_Work required_
Copy verbatim everything in the records below, from the line containing "Check the image above for the presence of any man's" down to the line containing "[338,135,406,264]", with both of those lines included.

_Dataset entries_
::::::
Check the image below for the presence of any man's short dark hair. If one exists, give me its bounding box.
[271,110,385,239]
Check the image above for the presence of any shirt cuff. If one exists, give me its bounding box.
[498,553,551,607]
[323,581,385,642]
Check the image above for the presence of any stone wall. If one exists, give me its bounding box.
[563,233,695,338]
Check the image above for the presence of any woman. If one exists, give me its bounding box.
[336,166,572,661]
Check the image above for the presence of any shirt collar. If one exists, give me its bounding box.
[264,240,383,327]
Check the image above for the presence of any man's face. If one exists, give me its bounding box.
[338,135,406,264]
::::::
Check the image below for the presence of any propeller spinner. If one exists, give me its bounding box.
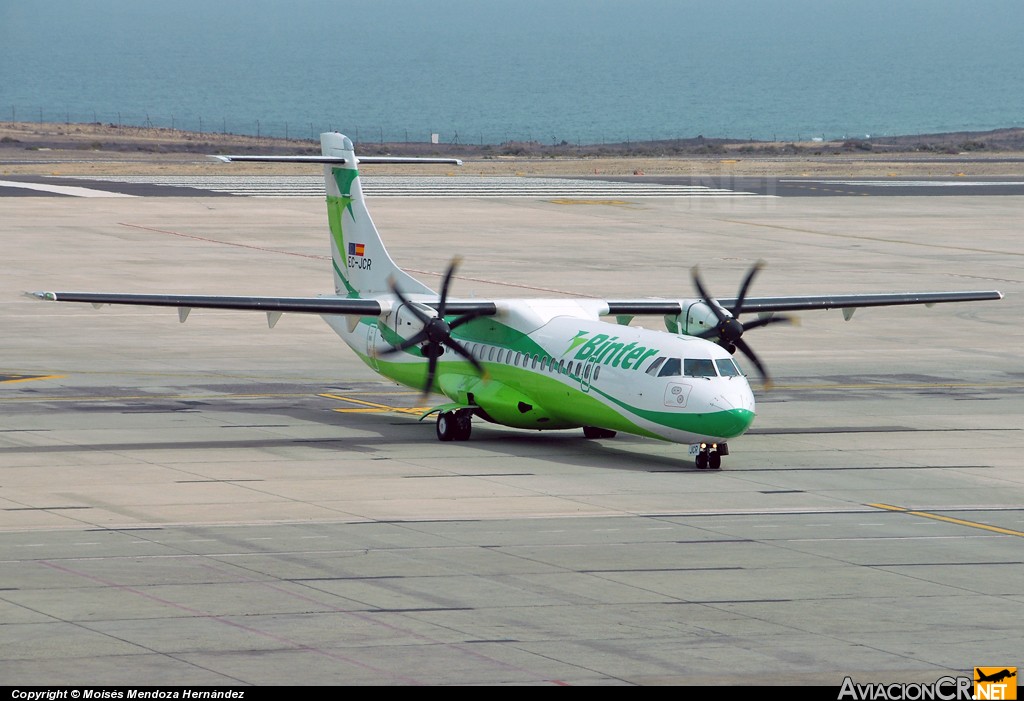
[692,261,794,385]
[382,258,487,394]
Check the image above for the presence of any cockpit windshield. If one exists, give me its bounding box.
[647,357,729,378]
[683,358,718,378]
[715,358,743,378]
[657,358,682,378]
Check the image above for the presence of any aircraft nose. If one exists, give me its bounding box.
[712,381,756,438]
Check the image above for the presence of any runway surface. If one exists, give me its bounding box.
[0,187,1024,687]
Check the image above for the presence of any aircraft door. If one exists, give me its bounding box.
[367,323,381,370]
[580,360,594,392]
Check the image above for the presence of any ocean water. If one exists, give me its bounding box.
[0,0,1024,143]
::::::
_Response_
Check the image above for the presence of any man's face. If one exists, give me its bounding box.
[338,135,406,264]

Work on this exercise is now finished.